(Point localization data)
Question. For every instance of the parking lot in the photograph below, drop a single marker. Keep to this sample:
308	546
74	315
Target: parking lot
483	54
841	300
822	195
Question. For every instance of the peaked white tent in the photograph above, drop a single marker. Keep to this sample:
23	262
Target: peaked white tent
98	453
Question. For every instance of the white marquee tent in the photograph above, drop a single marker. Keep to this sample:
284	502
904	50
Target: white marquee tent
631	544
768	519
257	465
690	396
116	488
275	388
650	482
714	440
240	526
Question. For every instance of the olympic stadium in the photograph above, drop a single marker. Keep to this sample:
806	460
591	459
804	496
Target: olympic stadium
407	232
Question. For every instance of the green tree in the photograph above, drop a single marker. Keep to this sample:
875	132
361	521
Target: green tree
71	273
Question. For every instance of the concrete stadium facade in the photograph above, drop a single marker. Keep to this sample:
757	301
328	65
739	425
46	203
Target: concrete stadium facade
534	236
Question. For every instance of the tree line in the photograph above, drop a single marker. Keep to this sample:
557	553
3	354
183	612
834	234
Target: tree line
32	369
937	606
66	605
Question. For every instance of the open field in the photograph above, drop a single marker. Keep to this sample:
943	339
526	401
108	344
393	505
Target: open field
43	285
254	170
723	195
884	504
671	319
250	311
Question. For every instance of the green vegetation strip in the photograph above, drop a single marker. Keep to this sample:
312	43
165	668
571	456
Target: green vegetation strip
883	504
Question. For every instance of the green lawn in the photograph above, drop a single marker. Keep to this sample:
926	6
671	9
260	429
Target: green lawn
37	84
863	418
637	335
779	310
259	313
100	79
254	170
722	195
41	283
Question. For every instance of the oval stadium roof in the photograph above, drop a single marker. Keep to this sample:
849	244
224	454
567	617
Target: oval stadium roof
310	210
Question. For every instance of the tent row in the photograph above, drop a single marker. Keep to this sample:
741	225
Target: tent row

◆ **Activity**: Please retype all of the data above exactly as it appears.

◆ **Answer to this task**:
Question. For every instance of the parking lot in the photograph below, drop a single marker. Keep to this sample:
308	546
74	315
Target: parking lot
483	54
841	300
822	195
Question. For every instance of the peaked white tent in the photograph above, drop a single marker. Keep to this sample:
23	262
Target: peaked white tent
98	453
Question. For every instance of the white marquee tent in the photograph above, drop a single marker. Keep to this sample:
284	502
904	50
Target: white marquee tent
631	544
768	519
257	465
690	396
116	488
275	388
650	482
714	440
240	526
Question. For every instance of the olympic stadium in the photograph above, drop a single marker. Keep to this sample:
806	460
591	459
804	496
Target: olympic stadium
407	232
Question. For every instance of the green tree in the photograph above, drop a single marker. Keep to this sample:
875	132
361	521
Target: green tree
71	273
Question. For every instance of the concrete stadium facade in the photograph above, drop a single marker. Keep to this sample:
757	301
328	65
739	425
46	203
Target: concrete stadium facade
534	236
Question. For every instance of the tree line in the photograph above, drop a single marker. Keep to this sample:
557	553
3	354
183	612
834	234
Target: tree line
32	369
937	606
66	605
Question. For every instance of the open field in the photograph above, drop a single marker. Keep to this sample:
943	339
526	401
108	344
393	505
Target: open field
43	285
254	170
723	195
884	504
671	319
250	311
Question. For every instance of the green vegetation strip in the photograph above, drop a single marker. Keep to this sample:
312	43
165	668
571	456
Target: green vegetation strip
883	504
Question. For every instance of the green lawn in the photograph above, drop a single marker. Keep to this sample:
926	6
671	9
260	429
Target: green lawn
37	84
863	418
637	335
779	310
259	313
100	79
254	170
722	195
41	283
Question. For every instance of the oval stadium roof in the photograph above, drop a single marker. Keep to this sample:
849	244
224	454
567	617
Target: oval stadium roof
310	210
Question. For every instance of the tent row in the photograph above, drop a single marker. Keep to this sample:
741	225
Target: tent row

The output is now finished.